### Excerpted text
Processing the command line looks for options and then sets the
basename\index{basename}.

@<external declarations@>=
extern FILE *logfile;
extern int ww_flex_debug;
extern debugmode debugflags;
@
@<global variables@>=
#define MAX_NAME 256
static char basename[MAX_NAME];
static FILE *w=NULL;
static FILE *pascal=NULL;
FILE *logfile=NULL;
debugmode debugflags=dbgnone;
@

@<process the command line@>=
{ int mk_logfile=0, mk_pascal=0, baselength=0;
  char *w_file_name=NULL;
  ww_flex_debug=0;
  ppdebug=0;
  if (argc < 2) usage();
  argv++; /* skip the program name */
  while (*argv!=NULL)
  { if ((*argv)[0]=='-')
    { char option=(*argv)[1];
      switch(option)
      { default: usage();
        case 'p': mk_pascal=1; @+break;
        case 'o': argv++;@+ w_file_name=*argv;@+ break; 
        case 'l': mk_logfile=1; @+break;
        case 'y': ppdebug=1; @+break;
        case 'd': @/
          argv++; if (*argv==NULL) usage();
          debugflags=strtol(*argv,NULL,16);
          if (debugflags&dbgflex) ww_flex_debug=1; 
          if (debugflags&dbgbison) ppdebug=1; 
          break;
      }
    }
    else
    { strncpy(basename,*argv,MAX_NAME-1);
      baselength=strlen(basename)-4;
      if (baselength<1 || strncmp(basename+baselength,".web",4)!=0) usage();
      basename[baselength]=0;
      if (*(argv+1)!=NULL) usage();
    }
    argv++;
  }
  @<open the files@>@;
}
@
After the command line has been processed, four file streams need to be opened:
|win|, the input file\index{input file};
|w|, the output file\index{output file};
|logfile|, if a log file\index{log file} is asked for;
and |pascal|, if the output of the pascal code is requested.
For technical reasons, the scanner generated by \.{flex} needs
an output file |wwout|. The log file is opened first because
this is the place where error messages\index{error message} 
should go while the other files are opened.

@<open the files@>=
  if (mk_logfile)

### Exercise brief
How would you render this sentence from the excerpted text in Spanish, omitting its \index tag: "The log file is opened first because this is the place where error messages\index{error message} should go while the other files are opened."?

### Information provided

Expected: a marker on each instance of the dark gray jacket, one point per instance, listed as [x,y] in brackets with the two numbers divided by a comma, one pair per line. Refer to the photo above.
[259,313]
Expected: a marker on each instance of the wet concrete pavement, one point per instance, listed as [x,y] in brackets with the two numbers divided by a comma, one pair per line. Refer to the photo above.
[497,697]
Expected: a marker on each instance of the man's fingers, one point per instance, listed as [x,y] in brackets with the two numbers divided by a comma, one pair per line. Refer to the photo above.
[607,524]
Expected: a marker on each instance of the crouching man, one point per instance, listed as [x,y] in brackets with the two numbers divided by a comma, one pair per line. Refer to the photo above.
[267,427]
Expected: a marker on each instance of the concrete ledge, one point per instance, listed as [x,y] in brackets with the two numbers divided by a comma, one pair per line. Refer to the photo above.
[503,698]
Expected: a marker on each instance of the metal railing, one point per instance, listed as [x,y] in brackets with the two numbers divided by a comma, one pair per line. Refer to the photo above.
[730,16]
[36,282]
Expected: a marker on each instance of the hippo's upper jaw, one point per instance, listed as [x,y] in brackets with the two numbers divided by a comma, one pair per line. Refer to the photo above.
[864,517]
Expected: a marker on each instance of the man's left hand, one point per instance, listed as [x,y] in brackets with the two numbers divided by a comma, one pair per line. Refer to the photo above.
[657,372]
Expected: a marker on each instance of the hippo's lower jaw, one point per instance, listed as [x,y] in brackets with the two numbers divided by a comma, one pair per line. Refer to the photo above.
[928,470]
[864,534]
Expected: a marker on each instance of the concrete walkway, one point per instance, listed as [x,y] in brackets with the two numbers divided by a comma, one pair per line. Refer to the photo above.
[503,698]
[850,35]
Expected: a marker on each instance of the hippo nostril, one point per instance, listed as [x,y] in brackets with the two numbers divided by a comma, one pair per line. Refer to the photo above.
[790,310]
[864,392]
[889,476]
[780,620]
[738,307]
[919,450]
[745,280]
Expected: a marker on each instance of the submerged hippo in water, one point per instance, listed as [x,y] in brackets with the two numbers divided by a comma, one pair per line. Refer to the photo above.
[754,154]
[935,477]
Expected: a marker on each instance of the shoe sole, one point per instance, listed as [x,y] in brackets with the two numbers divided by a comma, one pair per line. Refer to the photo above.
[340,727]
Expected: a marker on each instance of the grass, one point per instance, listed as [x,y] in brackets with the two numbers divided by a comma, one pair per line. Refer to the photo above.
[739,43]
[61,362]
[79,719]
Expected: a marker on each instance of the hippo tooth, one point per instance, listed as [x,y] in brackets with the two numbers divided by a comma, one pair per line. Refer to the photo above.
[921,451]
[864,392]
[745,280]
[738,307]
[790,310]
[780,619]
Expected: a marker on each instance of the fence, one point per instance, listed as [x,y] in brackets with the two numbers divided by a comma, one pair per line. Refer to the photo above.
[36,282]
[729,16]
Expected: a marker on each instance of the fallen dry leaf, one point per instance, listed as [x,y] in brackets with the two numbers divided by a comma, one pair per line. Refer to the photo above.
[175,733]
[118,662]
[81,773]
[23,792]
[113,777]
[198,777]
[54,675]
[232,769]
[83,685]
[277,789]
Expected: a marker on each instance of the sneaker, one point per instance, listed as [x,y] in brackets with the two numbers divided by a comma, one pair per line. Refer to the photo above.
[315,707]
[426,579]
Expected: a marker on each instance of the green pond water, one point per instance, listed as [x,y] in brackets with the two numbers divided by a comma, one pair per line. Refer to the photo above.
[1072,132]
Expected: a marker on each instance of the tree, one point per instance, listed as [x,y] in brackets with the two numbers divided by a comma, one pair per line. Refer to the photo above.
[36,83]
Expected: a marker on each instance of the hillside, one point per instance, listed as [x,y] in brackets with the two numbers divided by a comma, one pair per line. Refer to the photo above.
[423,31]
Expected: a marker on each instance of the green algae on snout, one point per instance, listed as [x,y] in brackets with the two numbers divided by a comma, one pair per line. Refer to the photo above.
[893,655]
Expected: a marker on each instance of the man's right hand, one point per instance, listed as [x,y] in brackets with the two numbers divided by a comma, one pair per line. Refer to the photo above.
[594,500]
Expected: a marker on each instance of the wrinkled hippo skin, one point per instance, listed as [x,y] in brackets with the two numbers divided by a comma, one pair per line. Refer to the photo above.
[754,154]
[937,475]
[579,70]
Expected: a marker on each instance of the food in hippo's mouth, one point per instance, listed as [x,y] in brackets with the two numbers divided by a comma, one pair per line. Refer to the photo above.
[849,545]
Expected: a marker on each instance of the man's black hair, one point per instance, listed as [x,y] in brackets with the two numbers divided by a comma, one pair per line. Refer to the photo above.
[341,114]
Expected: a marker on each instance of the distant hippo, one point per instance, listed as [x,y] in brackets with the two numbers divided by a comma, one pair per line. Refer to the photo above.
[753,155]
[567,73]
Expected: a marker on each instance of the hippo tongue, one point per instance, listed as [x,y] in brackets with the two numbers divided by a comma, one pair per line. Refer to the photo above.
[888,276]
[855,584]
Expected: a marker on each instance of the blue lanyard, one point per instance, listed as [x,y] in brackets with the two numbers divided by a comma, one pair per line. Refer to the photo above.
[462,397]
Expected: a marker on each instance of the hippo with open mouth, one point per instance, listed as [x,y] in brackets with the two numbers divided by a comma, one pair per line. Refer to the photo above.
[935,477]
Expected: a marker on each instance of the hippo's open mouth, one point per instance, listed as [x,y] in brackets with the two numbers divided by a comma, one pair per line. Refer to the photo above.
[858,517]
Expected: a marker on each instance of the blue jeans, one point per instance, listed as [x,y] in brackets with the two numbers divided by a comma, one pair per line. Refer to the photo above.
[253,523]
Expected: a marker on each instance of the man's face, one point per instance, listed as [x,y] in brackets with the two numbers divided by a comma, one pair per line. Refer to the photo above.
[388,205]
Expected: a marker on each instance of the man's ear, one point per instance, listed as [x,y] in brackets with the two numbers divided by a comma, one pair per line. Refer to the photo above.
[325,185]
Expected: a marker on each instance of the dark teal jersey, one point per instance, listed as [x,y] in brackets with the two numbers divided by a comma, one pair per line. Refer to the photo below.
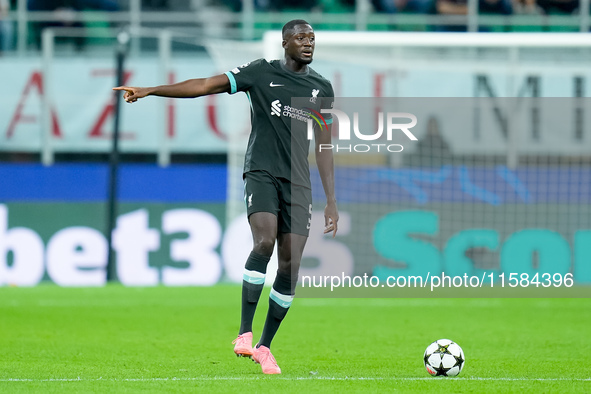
[278,141]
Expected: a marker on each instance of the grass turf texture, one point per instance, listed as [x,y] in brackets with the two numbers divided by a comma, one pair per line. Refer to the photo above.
[179,339]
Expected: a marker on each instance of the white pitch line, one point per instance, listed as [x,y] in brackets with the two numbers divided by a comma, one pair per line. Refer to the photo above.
[238,378]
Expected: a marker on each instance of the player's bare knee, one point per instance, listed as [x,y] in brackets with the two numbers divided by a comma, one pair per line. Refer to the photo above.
[264,246]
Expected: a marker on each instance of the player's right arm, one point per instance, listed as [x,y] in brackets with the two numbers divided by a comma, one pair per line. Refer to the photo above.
[190,88]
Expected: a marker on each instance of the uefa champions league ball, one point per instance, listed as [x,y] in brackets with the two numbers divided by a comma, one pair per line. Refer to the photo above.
[444,358]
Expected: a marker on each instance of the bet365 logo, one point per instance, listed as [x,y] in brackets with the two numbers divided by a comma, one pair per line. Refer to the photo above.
[344,132]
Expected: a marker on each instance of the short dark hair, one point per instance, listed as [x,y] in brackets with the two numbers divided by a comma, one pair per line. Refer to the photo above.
[289,26]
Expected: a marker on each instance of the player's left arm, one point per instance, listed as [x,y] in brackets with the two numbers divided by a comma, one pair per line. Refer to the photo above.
[325,163]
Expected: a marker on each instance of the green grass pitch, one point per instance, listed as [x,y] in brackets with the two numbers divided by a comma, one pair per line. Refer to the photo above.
[117,339]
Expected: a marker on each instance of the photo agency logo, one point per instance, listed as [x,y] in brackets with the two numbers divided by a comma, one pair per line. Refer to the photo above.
[358,141]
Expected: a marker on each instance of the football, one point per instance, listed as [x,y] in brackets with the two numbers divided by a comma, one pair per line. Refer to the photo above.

### Task result
El archivo de registro se abre primero porque es el lugar adonde deben ir los mensajes de error mientras se abren los demás archivos.